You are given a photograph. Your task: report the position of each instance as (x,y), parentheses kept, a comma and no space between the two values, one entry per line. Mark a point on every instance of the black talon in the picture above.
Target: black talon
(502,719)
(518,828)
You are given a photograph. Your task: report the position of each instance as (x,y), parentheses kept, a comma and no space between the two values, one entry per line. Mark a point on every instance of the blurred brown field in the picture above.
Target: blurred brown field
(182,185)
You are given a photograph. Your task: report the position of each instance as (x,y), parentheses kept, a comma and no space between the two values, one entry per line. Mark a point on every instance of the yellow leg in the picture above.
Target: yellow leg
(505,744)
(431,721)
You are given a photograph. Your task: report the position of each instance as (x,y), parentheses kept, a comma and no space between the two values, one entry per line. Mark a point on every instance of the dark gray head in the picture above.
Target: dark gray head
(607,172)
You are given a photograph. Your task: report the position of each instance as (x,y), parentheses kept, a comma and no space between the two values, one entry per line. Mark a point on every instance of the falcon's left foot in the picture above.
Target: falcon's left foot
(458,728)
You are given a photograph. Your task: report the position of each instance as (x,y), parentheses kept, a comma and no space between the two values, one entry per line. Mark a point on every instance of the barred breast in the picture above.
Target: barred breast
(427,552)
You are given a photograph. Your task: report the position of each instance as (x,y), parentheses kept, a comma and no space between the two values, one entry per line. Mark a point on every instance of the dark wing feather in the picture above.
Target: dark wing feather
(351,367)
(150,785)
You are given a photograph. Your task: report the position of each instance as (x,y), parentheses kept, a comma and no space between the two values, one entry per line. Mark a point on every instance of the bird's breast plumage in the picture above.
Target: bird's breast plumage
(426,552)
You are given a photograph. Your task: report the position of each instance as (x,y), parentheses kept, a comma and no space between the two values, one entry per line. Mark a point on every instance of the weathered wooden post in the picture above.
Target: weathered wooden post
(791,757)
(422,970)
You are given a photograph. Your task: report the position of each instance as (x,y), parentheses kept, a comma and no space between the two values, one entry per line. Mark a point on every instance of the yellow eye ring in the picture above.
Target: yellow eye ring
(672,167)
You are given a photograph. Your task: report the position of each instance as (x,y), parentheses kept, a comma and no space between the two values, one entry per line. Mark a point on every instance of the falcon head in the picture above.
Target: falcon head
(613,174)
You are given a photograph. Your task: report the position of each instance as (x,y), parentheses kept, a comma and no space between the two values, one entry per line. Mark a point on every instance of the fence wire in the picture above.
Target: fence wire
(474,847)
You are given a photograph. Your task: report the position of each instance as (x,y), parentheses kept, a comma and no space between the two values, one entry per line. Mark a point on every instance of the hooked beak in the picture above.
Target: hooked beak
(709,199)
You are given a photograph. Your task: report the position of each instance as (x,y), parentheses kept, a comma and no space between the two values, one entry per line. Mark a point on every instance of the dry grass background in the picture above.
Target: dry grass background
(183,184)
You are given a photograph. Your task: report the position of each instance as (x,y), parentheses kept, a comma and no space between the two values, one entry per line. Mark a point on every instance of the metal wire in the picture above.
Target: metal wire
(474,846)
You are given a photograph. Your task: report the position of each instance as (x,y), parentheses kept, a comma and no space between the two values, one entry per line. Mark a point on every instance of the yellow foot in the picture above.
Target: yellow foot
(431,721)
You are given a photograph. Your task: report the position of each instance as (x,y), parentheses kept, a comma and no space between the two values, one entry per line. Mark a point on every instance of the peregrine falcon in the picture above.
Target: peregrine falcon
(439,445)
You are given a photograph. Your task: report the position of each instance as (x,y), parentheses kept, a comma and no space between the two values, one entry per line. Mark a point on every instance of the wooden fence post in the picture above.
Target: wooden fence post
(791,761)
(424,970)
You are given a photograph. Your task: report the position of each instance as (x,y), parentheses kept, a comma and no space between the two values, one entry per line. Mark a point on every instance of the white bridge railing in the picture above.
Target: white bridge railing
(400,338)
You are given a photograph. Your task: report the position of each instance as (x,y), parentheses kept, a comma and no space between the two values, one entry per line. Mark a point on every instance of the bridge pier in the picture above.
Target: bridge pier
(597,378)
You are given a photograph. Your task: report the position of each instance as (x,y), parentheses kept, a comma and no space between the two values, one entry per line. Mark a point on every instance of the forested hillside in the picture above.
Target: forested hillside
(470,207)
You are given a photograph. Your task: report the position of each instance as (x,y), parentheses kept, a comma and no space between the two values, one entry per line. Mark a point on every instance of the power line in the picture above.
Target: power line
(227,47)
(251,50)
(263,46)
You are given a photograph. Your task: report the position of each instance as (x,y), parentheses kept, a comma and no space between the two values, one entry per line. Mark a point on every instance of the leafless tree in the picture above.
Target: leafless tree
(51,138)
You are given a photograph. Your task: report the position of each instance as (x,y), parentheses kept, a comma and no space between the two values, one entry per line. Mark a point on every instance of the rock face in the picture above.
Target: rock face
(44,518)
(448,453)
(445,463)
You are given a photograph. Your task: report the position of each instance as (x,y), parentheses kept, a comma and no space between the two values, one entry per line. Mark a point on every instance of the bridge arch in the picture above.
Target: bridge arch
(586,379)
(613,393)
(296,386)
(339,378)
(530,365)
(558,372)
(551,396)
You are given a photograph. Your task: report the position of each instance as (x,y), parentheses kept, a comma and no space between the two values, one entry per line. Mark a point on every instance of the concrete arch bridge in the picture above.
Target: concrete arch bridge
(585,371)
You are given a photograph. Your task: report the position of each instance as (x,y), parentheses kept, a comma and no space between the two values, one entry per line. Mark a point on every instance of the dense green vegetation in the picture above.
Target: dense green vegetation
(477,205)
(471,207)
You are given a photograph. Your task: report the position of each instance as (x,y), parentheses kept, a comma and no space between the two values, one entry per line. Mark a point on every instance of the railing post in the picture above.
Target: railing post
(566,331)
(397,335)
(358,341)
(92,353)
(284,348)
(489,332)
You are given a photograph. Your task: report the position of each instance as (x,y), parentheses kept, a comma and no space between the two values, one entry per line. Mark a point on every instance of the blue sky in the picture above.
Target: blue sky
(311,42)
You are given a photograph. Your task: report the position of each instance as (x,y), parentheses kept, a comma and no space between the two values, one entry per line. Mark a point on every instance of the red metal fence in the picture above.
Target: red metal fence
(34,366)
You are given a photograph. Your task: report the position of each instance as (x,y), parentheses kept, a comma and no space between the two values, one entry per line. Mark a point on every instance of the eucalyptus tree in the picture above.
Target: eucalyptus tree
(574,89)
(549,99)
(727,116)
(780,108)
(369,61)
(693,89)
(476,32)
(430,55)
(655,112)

━━━━━━━━━━

What to do :: Print all records shown above, word for word.

Output of the exercise ::
You are given a photograph. Your task: report the position of each instance as (x,y), parentheses kept, a comma and no space between the two values, one entry per line. Mark a point on every instance of the black talon in the picture above.
Target: black talon
(502,719)
(518,828)
You are given a photograph. Your task: report the position of each instance as (x,y), parentheses kept, a comma and no space between the two values, one entry per line. Mark a point on every instance of the blurred brown field in the picture above.
Target: blurred brown field
(182,185)
You are given a photograph. Your task: report the position of each instance as (x,y), parentheses kept, a comma and no space between the two values, one entry per line. Mark a point on every instance of the yellow leg in the picture above.
Target: yellow leg
(505,744)
(431,721)
You are given a photograph. Your task: report the position of each instance as (x,y), parentheses kept, a comma and no space between the two values, one entry per line. Mark a point on every instance of the dark gray head in the picture above.
Target: dark gray head
(607,172)
You are given a photograph. Your task: report the position of each instance as (x,y), parentheses kept, a comma and no space between the two values, one entry per line. Mark a point on every instance of the falcon's left foot in the picture above.
Target: falcon's left foot
(458,728)
You are given a photograph. Your task: report the position of each instance as (x,y), parentheses kept, a comma and no space between the two values, one entry per line. Mark a point on every instance of the barred breast in the picture above.
Target: barred breast
(427,552)
You are given a photograph. Your task: report the position of each instance as (x,y), parentheses kept, a comma and no space between the two values, one entry per line. Mark a point on every instance of the dark wing feather in the picture above.
Target: dark wing feather
(351,367)
(150,785)
You are given a photograph. Your task: report the position of each instance as (x,y), parentheses kept, a comma and no space between the two values, one entry per line. Mark a point on every instance of the bird's breast plumage in the picture above.
Target: bird's breast plumage
(426,552)
You are given a photograph. Your task: report the position of each instance as (x,y), parentheses kept, a comma and no space between the two values, one entry per line. Mark a point on every instance of the weathered wooden post in the picture above.
Target: weathered wooden post
(791,757)
(422,970)
You are given a photograph. Your task: report the position of each instance as (x,y), parentheses kept, a comma and no space between the two values, one entry per line. Mark a point on every instance of the yellow eye ring in the picture above.
Target: yellow eye ring
(672,167)
You are given a photograph. Your task: report the position of each instance as (x,y), parentheses kept, a comma and no space between the two values, one entry per line. Mark a point on every instance of the falcon head in the picture above.
Target: falcon head
(613,174)
You are given a photograph. Your task: report the position of each instance as (x,y), parentheses kept, a comma and no space between the two values, one entry per line. Mark a point on every instance of the fence wire in the picture above.
Target: fence wire
(474,847)
You are given a photograph. Your task: report the position of each instance as (x,y), parentheses kept, a comma and no space between the two values, one entry per line. Mark a point on every instance of the hooked beak in the picture above.
Target: hooked beak
(709,199)
You are given a photograph. Your task: report the position of each instance as (x,y), parentheses kept, a comma and no space between the two values, one entry per line. Mark a point on every instance of the dry grass background in the picture above.
Target: dry grass background
(183,184)
You are given a photograph. Your task: report the position of each instance as (x,y), parentheses kept, a comma and no space between the two values, one entry per line. Mark a point on every instance of the metal wire in the picture above.
Target: metal wire
(474,846)
You are given a photograph. Your task: report the position of each instance as (x,y), parentheses kept, a comma and no space between the two values, one entry per line. Mark a point on every instance of the yellow foot in the picture above.
Target: yellow foot
(431,721)
You are given a photograph. Your task: report the position of each instance as (x,y), parentheses kept, a comma and no space between the two values, one entry per line. Mark a point on every instance of the peregrine falcon in the picture above.
Target: peregrine falcon
(439,445)
You are given a photograph. Your task: report the position of each instance as (x,y), parentheses kept, a comma and no space between the two values, one entry per line. Mark a point on every instance of the wooden fence post in the picture above.
Target: wooden fence post
(791,761)
(424,970)
You are given a photograph. Your task: report the position of each instance as (x,y), parentheses kept, a comma and no space between the two values, one entry per line. Mark a point on every instance of the white bridge railing in the picture above.
Target: white bridge railing
(400,338)
You are given a photograph. Your task: report the position of each instance as (x,y), parentheses kept, a comma and no space between the two values, one entry per line. Mark a point on every instance of the bridge pier in the picture above.
Target: bridge pier
(597,378)
You are given a photograph. Your task: report the position of each instance as (x,y), parentheses kept, a comma and no space between the two values, one entry per line. Mark a point on every instance of the forested hillside in the picture above.
Target: forested hillside
(470,207)
You are given a photograph. Your task: report the position of each instance as (x,y), parentheses kept, a comma and no space between the two values, one entry per line. Mark a point on every instance of the power line in the picture above.
Target: power line
(227,47)
(251,50)
(263,46)
You are given a photograph. Your task: report the position of each instance as (x,y), parentheses kept, a comma and no space between the two values, one entry per line. Mark a point on every instance of the leafless tree in the picture above.
Target: leafless tree
(51,138)
You are given a photograph. Your task: report the position of each instance as (x,y), parentheses kept, a comma and no space between the two values, one entry per line. Mark a point on every instance of the rock face in the picture above.
Target: rock face
(44,518)
(448,453)
(445,463)
You are given a photograph. Your task: report the position of each instance as (x,y), parentheses kept, a comma and no space between the two values, one entry per line. Mark a point on every instance of the bridge arch in the picture above.
Target: bridge arch
(586,379)
(613,393)
(296,386)
(339,378)
(530,365)
(558,372)
(551,396)
You are given a photograph. Your task: report the position of each instance as (x,y), parentheses kept, a comma and no space between the two values, one entry per line. Mark a point on every instance of the concrete arch bridge in the picture above.
Target: concrete arch bridge
(585,371)
You are given a photograph. Your task: report the position of each instance as (x,y), parentheses kept, a comma and no space between the two values, one entry per line. Mark a point on every instance of the dense green vegetation in the picture above.
Target: dense green vegetation
(477,205)
(471,207)
You are given a photograph. Your task: report the position of each instance as (x,y), parentheses kept, a comma and no space between the two values, one entry per line. Mark a point on every instance of the railing post in the picture above.
Target: railing post
(566,331)
(397,335)
(358,341)
(92,353)
(284,348)
(489,332)
You are given a photograph. Your task: report the position of each instance as (x,y), parentheses kept, a comma and no space between the two values, one entry per line. Mark a point on every instance of the blue sky in the picture above.
Target: blue sky
(311,42)
You are given a photograph. Your task: report the position of each instance as (x,y), parentheses kept, a comma and no space between the two values, one entry per line. Mark a point on every instance of the red metal fence in the picture above.
Target: red metal fence
(34,366)
You are given a photograph. Your task: report the position of each instance as (x,y), parentheses kept, a comma and no space between the two values, one entry per line. Mark a point on every instance of the eucalyptus tree in the picture above.
Target: eucalyptus tree
(574,89)
(549,99)
(727,116)
(780,108)
(369,61)
(693,89)
(476,32)
(430,55)
(655,112)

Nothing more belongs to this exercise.